_Textauszug_

===============

Zivilgesellschaft packt an

Ein Blick auf die großartigen zivilgesellschaftlichen Initiativen und die Spendenbereitschaft der Österreicher:innen macht hier wirklich Mut und erfüllt mich auch mit großem Stolz auf unsere Leute.

Wo man hinsieht, wird angepackt, werden sogar mit Privatfahrzeugen Hilfstransporte organisiert und Schutzsuchende – Frauen, Kinder, Alte – in Sicherheit gebracht.

Für immer mehr Menschen reicht es ganz einfach nicht, nur dazusitzen und auf das Beste zu hoffen. Sie wollen etwas tun, ihren kleinen Beitrag leisten in einer Welt, die uns heute per Liveticker und Telegram-Update den Krieg quasi erste-Reihe-fußfrei ins Wohnzimmer oder aufs Handy liefert.

Nein, neutral zu sein, nichts zu spüren, wenn Kinder bombardiert werden, wenn wilde Horden Dörfer und Städte verwüsten, das geht sich nicht mehr aus.

Nehammers Reisen

Kein Wunder also, dass der Besuch des Bundekanzlers an den Schauplätzen russischer Kriegsverbrechen in der Ukraine, überwiegend positiv aufgenommen wurde.

Der Mann tut etwas! Wenigstens etwas halt, denn die von Präsident Selenskyj so dringend erbetenen Waffen darf Österreich aufgrund der Neutralität nicht liefern. Und auch das geforderte Gas-Embargo gegen Russland, hatte Nehammer nicht im Reisegepäck.

Mit einer Abhängigkeit von knapp 80% hängt unsere selige Alpenrepublik am russischen Gashahn, wie ein Süchtiger an der Nadel. Selbst wenn wir wollte (wovon ich jetzt einmal ausgehe) kommen wir da so schnell nicht weg. Heimische Milliarden werden also weiter nach Moskau fließen und damit auch unausweichlich Putins Kriegsmaschine füttern.

===============

[Gespeicherte Daten]

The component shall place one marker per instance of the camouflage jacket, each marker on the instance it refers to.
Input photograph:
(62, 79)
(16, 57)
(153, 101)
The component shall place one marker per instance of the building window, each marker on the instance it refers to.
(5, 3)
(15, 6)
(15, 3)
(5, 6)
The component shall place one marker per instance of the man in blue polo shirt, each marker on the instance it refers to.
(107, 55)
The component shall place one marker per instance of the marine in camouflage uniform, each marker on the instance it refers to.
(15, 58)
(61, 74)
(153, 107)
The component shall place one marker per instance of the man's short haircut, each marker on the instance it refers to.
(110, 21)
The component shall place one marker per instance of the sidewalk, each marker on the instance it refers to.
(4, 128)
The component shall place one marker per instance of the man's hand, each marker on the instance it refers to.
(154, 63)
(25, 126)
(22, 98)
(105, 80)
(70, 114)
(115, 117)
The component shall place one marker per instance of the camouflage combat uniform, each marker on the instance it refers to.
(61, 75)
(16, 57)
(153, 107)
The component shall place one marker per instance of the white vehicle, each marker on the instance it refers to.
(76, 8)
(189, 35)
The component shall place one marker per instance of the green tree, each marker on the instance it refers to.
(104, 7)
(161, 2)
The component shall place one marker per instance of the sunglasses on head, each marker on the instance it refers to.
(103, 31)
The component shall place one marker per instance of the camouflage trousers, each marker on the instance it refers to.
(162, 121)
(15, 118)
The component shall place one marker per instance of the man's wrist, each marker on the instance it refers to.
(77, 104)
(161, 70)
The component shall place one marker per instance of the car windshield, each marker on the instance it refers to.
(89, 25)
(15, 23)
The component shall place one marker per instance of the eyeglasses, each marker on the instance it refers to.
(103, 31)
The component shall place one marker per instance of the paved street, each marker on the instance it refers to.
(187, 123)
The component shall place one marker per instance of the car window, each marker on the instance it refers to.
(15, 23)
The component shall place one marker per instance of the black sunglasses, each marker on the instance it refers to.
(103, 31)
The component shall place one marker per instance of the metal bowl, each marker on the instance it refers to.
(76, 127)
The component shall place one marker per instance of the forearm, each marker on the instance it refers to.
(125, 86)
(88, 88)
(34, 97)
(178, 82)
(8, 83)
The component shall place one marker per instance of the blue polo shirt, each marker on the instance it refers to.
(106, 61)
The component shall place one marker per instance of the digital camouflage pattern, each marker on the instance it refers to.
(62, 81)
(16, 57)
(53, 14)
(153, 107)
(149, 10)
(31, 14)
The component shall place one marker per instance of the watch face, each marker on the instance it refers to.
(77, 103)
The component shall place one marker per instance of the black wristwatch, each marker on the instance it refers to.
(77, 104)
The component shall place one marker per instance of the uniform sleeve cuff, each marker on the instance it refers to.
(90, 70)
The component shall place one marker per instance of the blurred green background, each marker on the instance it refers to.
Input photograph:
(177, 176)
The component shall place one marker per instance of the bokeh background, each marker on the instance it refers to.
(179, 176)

===============

_Aufgabe 1_
Beantworten Sie anhand des Textes über Österreichs Hilfe für die Ukraine folgende Fragen:
(a) Welche Gruppen von Schutzsuchenden werden genannt?
(b) Was darf Österreich aufgrund der Neutralität nicht liefern?
(c) Wie hoch ist die Abhängigkeit Österreichs von russischem Gas?
_Aufgabe 2_
Führen Sie den Text über Österreichs Hilfe für die Ukraine im selben Ton weiter und setzen Sie nach dessen letztem Satz ein.

_Lösung 1_
(a) Frauen, Kinder und Alte.
(b) Die von Präsident Selenskyj erbetenen Waffen.
(c) Knapp 80 %.

_Lösung 2_
Wir stehen, wenn wir so wollen, vor den Trümmern eines vollständigen energiepolitischen Versagens über die letzten 50 Jahre hinweg. Anstatt fehlende nationale Ressourcen durch Investitionen in Erneuerbare zu kompensieren, hat man auf Importe gesetzt und anstatt zu diversifizieren, auf billiges russisches Pipeline-Gas. Es schmerzt die Einsicht nun am kürzeren Ast bzw. halt am falschen Ende des Gashahns zu sitzen.

Hinter verschlossenen Türen

So gesehen ist auch der Verriss von Nehammers Moskau-Reise in dieser Dimension nicht wirklich nachvollziehbar. Ich meine wir sind in aufrechten Verträgen gefangen, schicken täglich Geld nach Russland, warum also nicht die ohnehin bestehenden Kanäle nutzen, um von Angesicht zu Angesicht und in „aller Deutlichkeit“ zu sagen was gesagt werden muss. Dass Österreich im Einklang mit seinen europäischen Partnern ein rasches Ende des Krieges fordert, die Sanktionen bis dahin jedenfalls aufrecht und kein Kriegsverbrechen ungesühnt bleiben werde. Ob das tatsächlich so, oder so ähnlich hinter verschlossenen Türen stattgefunden hat, wissen wir nicht. Ich hoffe es zumindest.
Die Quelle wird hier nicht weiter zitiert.